**Goals:**
**a)** Rewrite the passage of the coyotes and fish thread between "## The Naturalist" and "and Ben Lomond?", inclusive, substituting "bobcat" for "coyote".
**b)** Write the next part of the coyotes and fish forum thread, picking up right after its final line.

**** Document excerpt

# coyotes and fish



## Kingfisher (Jul 25, 2008)

had a couple of my guys up doing some work near lily lake and mikey saw something interesting... couple of dead fish on the snow. went over to investigate and there were coyote tracks all over the place and they had dug down to the inlet of the lake where there was a whole pile... 20+ dead fish that were stinkin the place up. apparently these fish were or went upstream as the lake iced over and were unable to get back into the lake as it froze. they subsequently died... they were all facing the same direction, downstream, in a big pile like they were trying to get under the ice. he said it stunk terrible and the coyotes dug a hole in the snow, got to the fish and pulled several to the top but did not eat them.

another weirdity in nature....


----------



## The Naturalist (Oct 13, 2007)

Do you know if they were Browns or Brookies? They could be casulties of the spawn. You'd think a hungry coyote would eat a fish.
Off the subject but...how's the Snotel sites looking up Farmington and Ben Lomond?


----------



## Kingfisher (Jul 25, 2008)

farmington - 177%, ben lomond 148% pertty dang good. fish were rainbows, said they all looked like stockers, about the same size all of em.


----------



## luv2fsh&hnt (Sep 22, 2007)

********
**** Information given

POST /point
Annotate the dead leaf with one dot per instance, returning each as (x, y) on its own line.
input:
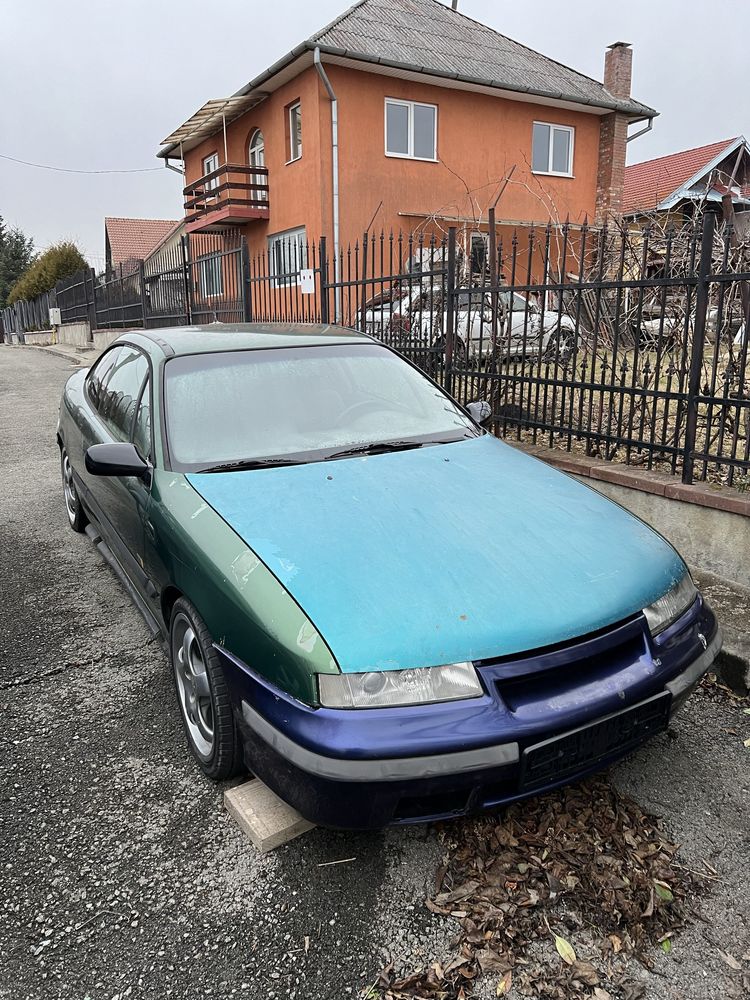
(585, 972)
(730, 960)
(565, 950)
(663, 891)
(504, 985)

********

**Answers to the exercises:**
**a)**
## The Naturalist (Oct 13, 2007)

Do you know if they were Browns or Brookies? They could be casulties of the spawn. You'd think a hungry bobcat would eat a fish.
Off the subject but...how's the Snotel sites looking up Farmington and Ben Lomond?

**b)**
It seems weird they didn't eat them. When I was heavy into trapping we used to use carp to bait our bobcat and coyote traps.


----------



## MadHunter (Nov 17, 2009)

Canines are not very big on fish. In fact I know that salt water fish can be very poisonouse to dogs. Not sure how much of that applies to fresh water fish. I have never been able to get my dogs to eat fish at all. Raw or cooked.


----------



## mikevanwilder (Nov 11, 2008)

Like MadHunter said dogs don't much care for fish. The smell probably is why they dug them up but they wouldn't eat them.


----------



## Kingfisher (Jul 25, 2008)

well fellers, mikey went back in and spent a couple of days at the yurt. update on the dead stinking fish - all had been taken out of the creek and eaten. the yotes had dug several more holes and appear to be using them to access water. so, when they get hungry enough seems they may acquire a taste or at least a tolerance for fish.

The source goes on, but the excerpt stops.